Put the lines that follow into a numbered list, omitting any blank lines. Leave the pictures out of your answer.

• • •

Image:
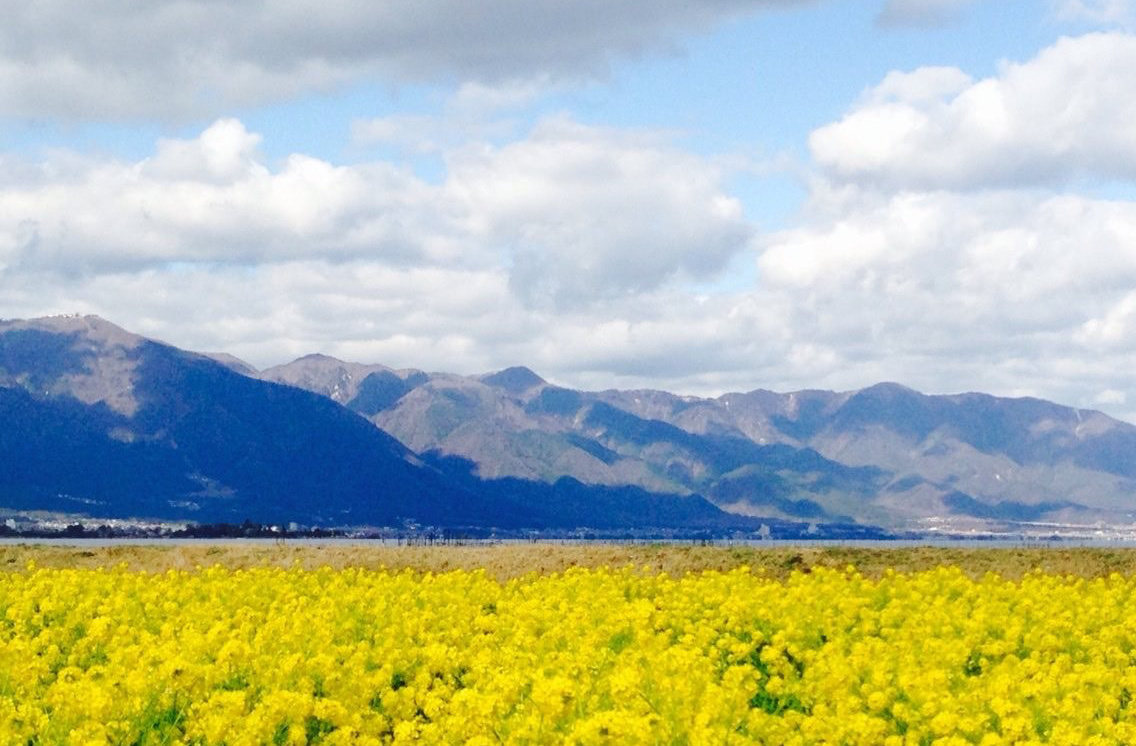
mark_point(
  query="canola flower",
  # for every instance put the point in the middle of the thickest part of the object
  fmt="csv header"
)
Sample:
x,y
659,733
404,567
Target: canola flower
x,y
586,656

• • •

Result for this exercise
1. Image:
2. mark_point(
3.   query="canola flower",
4.   # for every instance put the point in the middle of the thickest part of the object
5.   fmt="csv header"
6. )
7. Sample:
8. x,y
9. 659,733
10. 404,567
11. Target: canola flower
12. x,y
13. 586,656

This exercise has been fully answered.